----- Quoted text
I did a google search and the code looks right. And the machine does ask what do you want me to do?
Is there a setting in the main plist file that has to be set.?
I don't think so. The stuff in Info.plist is used by interface builder and the bundle code to locate resources and stuff.
Why did you bring up - you've obviously got something in mind?
That's GREAT (I'm trying to speak clearly). That's awesome - thanks for the update.
Does anybody know if there is a more dynamic way of having the app understand speech. I want to be able to say computer set alarm for 9 am tomorrow. The way the current system is set up, I would have to hand code the accepted command for every time and every day, thats 24 * (a lot) which is much more code. I want the app to pick out key words.
If I've understood this correctly, you provide an array of key words and the recognizer calls your delegate to report every word he recognizes, right?
Can't you just say something along the lines of this (pure pseudo code)
cmdArray = [ "one", "two", "three" ....... "monday", "tuesday", .... , "pm" , "tomorrow" ] ;
listenFor(cmdArray, callback)
// hour and day are int members of your class
callback(word)
{
day = (get current day of the week)
index = (get the index of word in cmdArray );
switch ( index ) {
case 1 : case 2 : ....... : hour = index ; break ;
case 13: case 14: ..... : day = index -13 ; break ;
case 19 : hour += 12 ; break ;
case 20 : day += 1 ; break ;
}
I don't see a lot of alternative to typing in the words that have to be said. However you could actually say:
"two pm saturday"
"six tomorrow"
"saturday pm two"
Or, have I missed the point? Are you wanting the computer to know the english word we say for a number like 7? Or does he only recognize one word at a time?
it only passes one statement to the delegate method. Not an array, I think.
I want the computer to recognize key words, than apply those word to an action. So if I say "set the alarm for 9 in the morning" or "new alarm 9 morning", I want it to recognize(sort through the spoken words) the key words set or new, alarm, 9, morning and than have it do what it needs to to set an alarm for the appropriate time.
so if it sees that set is one of the key words in the array of word, it will run a function the sets the alarm, than when it looks for what time to set the alarm, it knows that I said a number and a part of the day.
in the current method, you have to set an array of commands. the problem is it wont PICK an array of predefined commands and the spoken command has to be exactly as defined.
Hi R
I pasted your code and got it working. Very interesting. Gosh, you are right - it's very fussy about recognizing words. I don't suppose my Scottish accent helps - however I'm amazed at how 'clearly' I have to speak.
*** Don't captialize the words and it works much better @"jump" , NOT @"Jump" ***
Anyway, I've modified your delegate to start listening after every word. So although it recognizes words 'one at a time', I think it does an OK job at parsing the stuff.
----------
----- Material provided
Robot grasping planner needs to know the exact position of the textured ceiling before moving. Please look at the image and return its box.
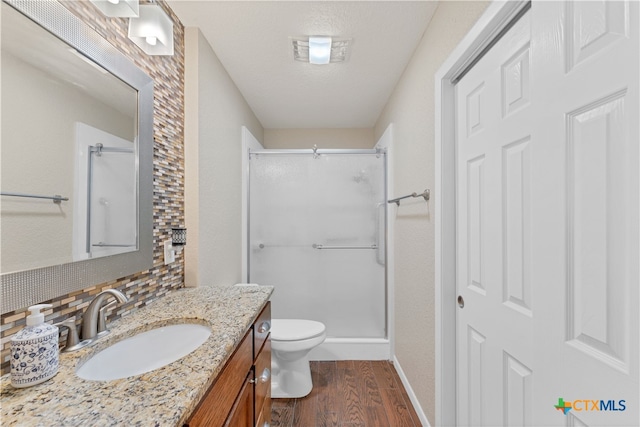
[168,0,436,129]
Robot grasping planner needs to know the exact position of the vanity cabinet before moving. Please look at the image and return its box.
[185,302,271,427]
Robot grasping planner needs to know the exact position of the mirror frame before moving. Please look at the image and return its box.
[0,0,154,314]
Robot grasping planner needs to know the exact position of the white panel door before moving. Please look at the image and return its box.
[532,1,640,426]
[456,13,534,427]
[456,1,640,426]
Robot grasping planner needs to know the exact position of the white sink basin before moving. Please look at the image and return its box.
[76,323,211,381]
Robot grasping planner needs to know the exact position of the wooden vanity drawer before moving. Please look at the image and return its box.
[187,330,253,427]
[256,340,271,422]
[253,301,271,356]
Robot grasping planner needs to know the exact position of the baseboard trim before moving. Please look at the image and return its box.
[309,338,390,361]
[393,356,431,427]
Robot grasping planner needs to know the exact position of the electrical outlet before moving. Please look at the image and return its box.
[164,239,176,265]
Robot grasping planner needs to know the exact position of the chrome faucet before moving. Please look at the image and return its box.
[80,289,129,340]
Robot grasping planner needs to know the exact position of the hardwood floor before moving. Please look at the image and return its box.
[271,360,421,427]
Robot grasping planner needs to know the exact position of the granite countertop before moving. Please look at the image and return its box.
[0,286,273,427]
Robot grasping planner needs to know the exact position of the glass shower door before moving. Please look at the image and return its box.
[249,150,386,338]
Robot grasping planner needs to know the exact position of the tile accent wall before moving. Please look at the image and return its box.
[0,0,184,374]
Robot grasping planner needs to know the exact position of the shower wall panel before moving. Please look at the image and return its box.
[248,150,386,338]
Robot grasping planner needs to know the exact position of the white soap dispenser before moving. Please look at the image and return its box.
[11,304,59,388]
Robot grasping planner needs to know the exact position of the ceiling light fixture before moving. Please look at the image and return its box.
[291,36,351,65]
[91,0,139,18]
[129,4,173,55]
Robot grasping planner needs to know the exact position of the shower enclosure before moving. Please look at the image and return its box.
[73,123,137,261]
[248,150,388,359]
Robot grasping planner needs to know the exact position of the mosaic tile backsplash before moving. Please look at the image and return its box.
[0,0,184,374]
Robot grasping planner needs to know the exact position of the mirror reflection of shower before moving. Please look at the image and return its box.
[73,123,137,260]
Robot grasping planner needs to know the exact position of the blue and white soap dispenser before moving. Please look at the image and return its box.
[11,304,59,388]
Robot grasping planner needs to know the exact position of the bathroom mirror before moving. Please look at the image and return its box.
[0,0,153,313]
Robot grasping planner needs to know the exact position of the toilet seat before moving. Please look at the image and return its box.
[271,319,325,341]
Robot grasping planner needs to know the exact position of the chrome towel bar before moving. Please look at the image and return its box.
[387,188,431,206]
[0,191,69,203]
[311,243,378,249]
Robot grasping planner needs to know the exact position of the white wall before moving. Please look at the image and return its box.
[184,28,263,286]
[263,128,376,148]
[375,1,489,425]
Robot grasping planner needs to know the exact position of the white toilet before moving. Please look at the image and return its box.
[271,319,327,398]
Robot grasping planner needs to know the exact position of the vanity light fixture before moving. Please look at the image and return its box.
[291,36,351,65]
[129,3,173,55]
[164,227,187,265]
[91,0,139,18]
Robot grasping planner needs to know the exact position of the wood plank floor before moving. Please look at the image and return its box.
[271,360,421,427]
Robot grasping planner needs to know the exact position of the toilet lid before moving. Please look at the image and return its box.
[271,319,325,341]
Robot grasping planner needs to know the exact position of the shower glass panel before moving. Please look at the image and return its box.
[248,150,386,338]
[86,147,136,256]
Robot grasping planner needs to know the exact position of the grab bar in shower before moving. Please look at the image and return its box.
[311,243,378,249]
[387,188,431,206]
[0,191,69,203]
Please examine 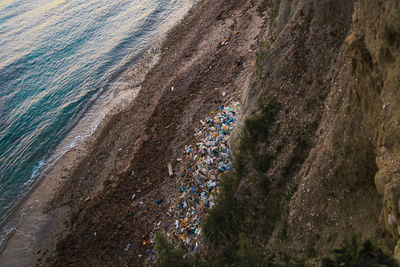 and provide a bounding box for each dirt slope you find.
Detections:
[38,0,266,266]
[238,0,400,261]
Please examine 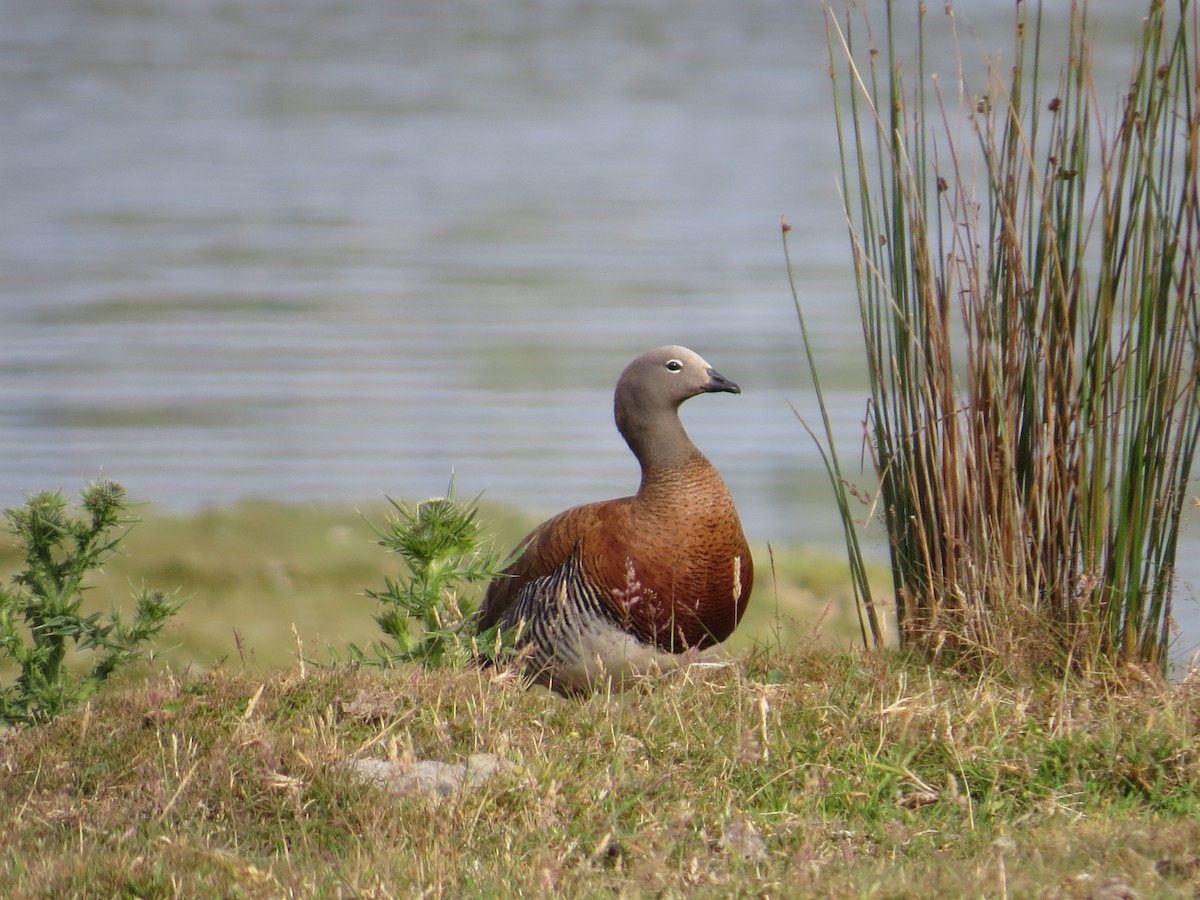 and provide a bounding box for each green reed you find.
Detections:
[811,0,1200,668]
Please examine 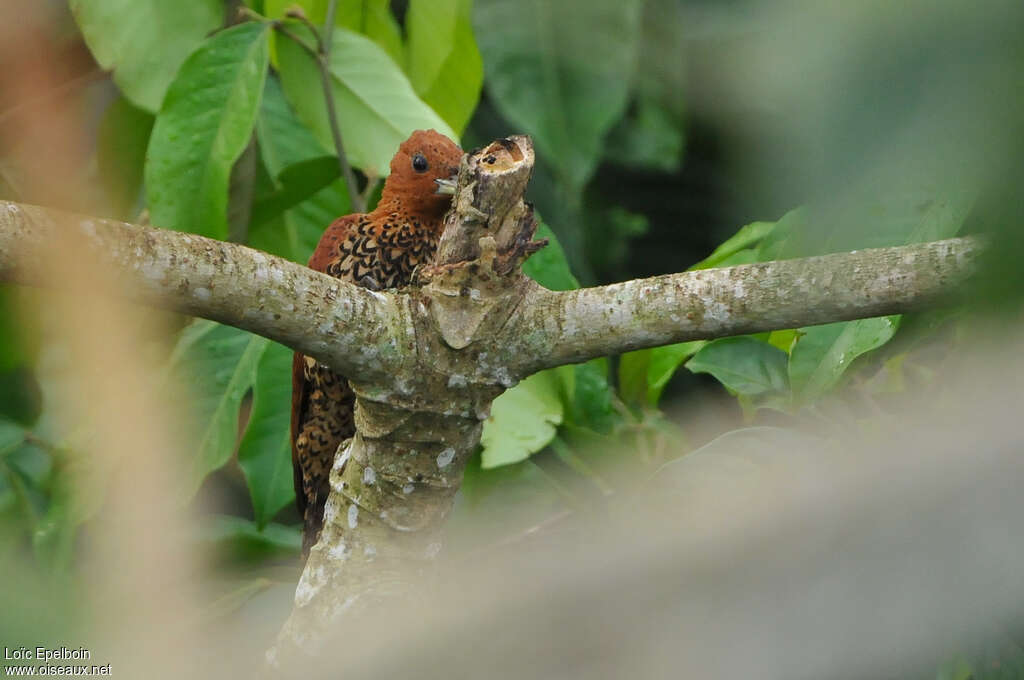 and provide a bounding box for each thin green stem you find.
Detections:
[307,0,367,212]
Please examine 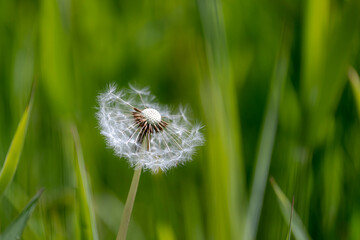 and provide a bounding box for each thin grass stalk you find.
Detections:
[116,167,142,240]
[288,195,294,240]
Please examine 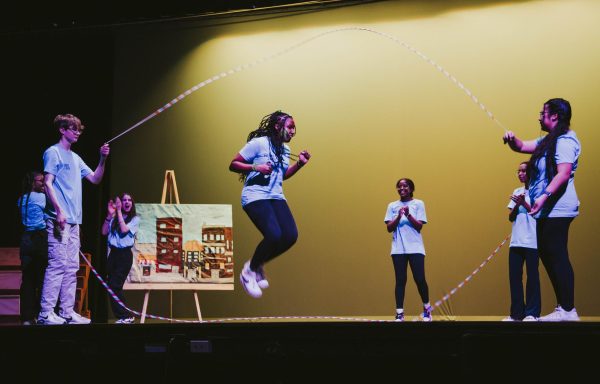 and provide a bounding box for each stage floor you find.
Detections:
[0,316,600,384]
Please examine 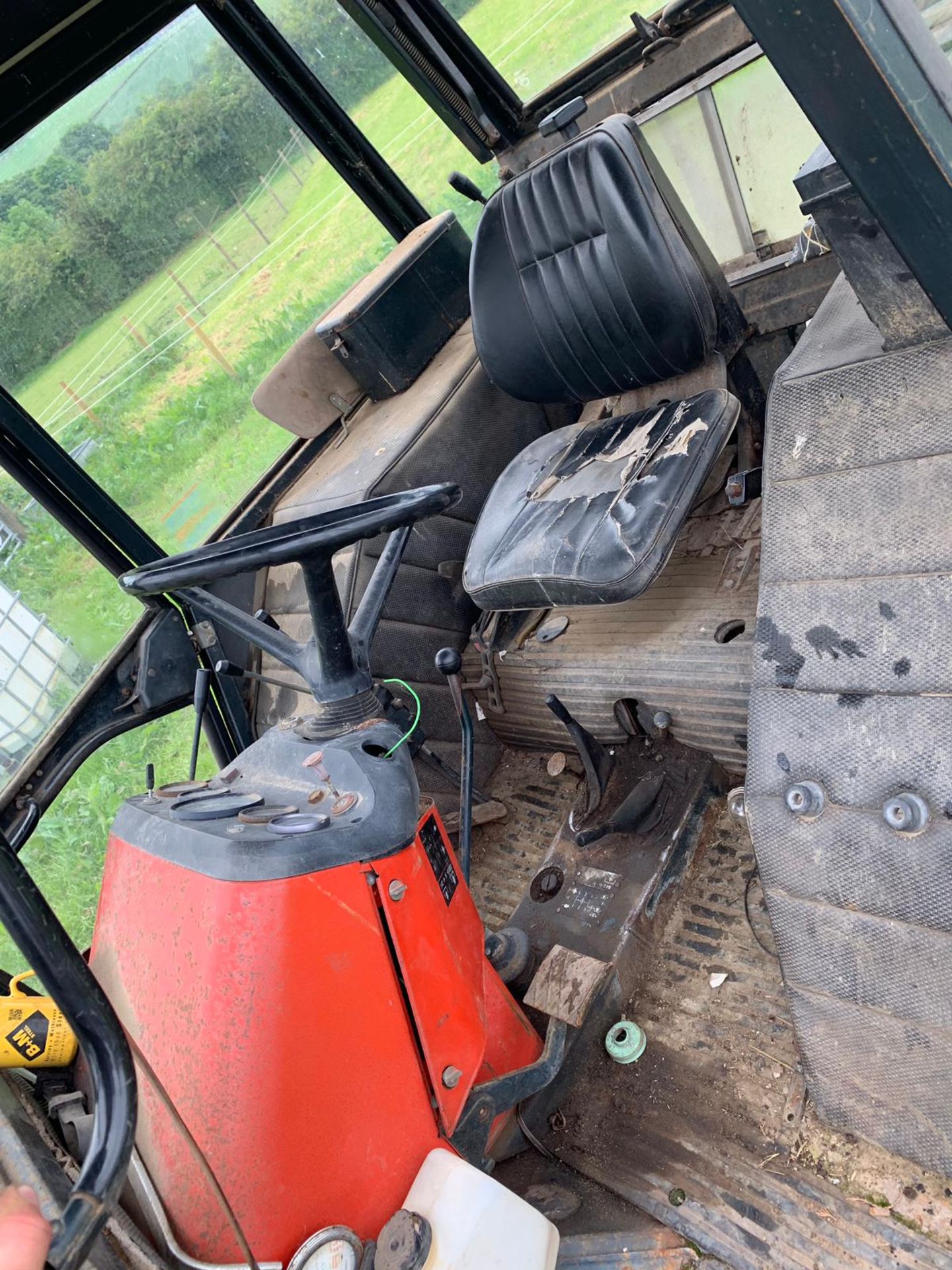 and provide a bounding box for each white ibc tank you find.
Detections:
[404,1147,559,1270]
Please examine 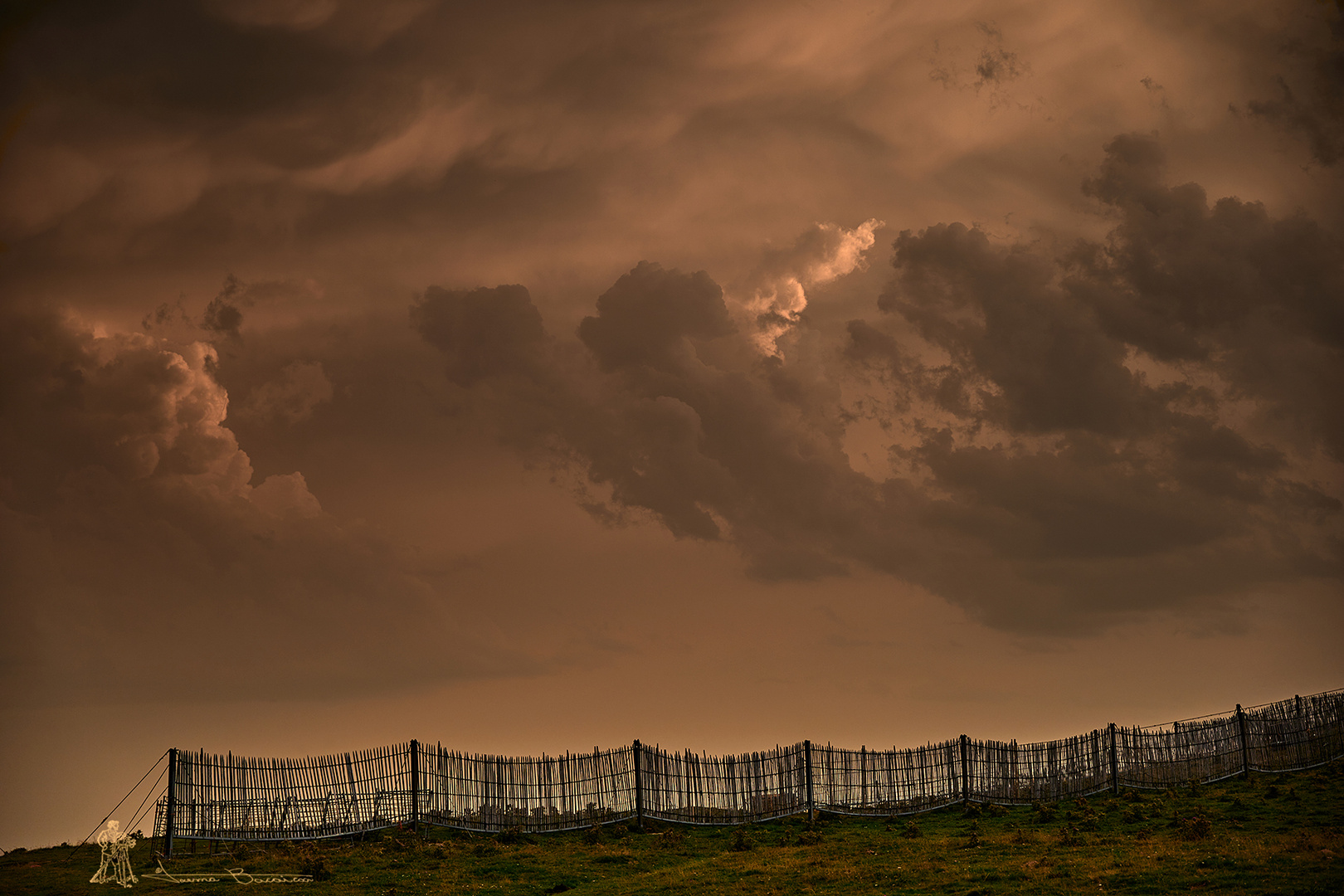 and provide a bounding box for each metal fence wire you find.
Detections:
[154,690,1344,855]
----------
_Set problem_
How might the forum thread on speech recognition for alarm commands go on after its last post? Write the next part.

_Solved exercise_
- (void)speechRecognizer:(NSSpeechRecognizer *)sender didRecognizeCommand:(id)aCmd
{
// [clickButton setEnabled:YES];
// [recogn stopListening];
NSLog(@" didRecognizeCommand %@",aCmd) ;
if ([aCmd isEqualToString:@"jump"]) {
[synth startSpeakingString:@"How High?"];
}
if ([aCmd isEqualToString:@"roll"]) {
[synth startSpeakingString:@"Over beethoven?"];
}
if ([aCmd isEqualToString:@"sing"]) {
[synth startSpeakingString:@"Something simple?"];
}
[recogn startListening];
}
I wonder how to this up so that I can listen for multiple commands(multiple single words).
Well, it can recognize little sentences as well as words.
- (IBAction)sayCommand:(id)sender
{
[recogn setDisplayedCommandsTitle:@"What do you want me to do?"];
NSArray *cmds = [NSArray arrayWithObjects:@"sing, sing a song", @"jump", @"roll", @"one", nil];
[recogn setCommands:cmds];
[synth startSpeakingString:@"What do you want me to do?"];
[recogn startListening];
}
- (void)speechRecognizer:(NSSpeechRecognizer *)sender didRecognizeCommand:(id)aCmd
{
[recogn startListening];
NSLog(@" didRecognizeCommand %@",aCmd) ;
[recogn startListening];
if ([aCmd isEqualToString:@"jump"]) {
[synth startSpeakingString:@"How High?"];
}
if ([aCmd isEqualToString:@"roll"]) {
[synth startSpeakingString:@"Over beethoven?"];
}
if ([aCmd isEqualToString:@"sing, sing a song"]) {
[synth startSpeakingString:@"sing out loud"];
}
if ([aCmd isEqualToString:@"one"]) {
[synth startSpeakingString:@"in the morning?"];
}
}
Understanding sentences from words is exactly what a compiler does when it's reading your code. A compiler normally does it's work in two steps:
1) It recognizes words (tokens in CS speak)2) It uses a state machine which responds to the token.
The pseudo code I posted about last night illustrates a simple state machine that remembers the day and hour to which you want the alarm set.
Thank you for making this contribution to the Forum. I've personally found this very interesting. I've written a tutorial and published it on my web site at:
http://clanmills.com/articles/cocoatutorials/
The documentation for the tutorial is at http://clanmills.com/files/Listen.pdf
The code is available at http://clanmills.com/files/Listen.zip
All bugs are mine. All good ideas are routers. The contribution of routers is acknowledged. Comments welcome.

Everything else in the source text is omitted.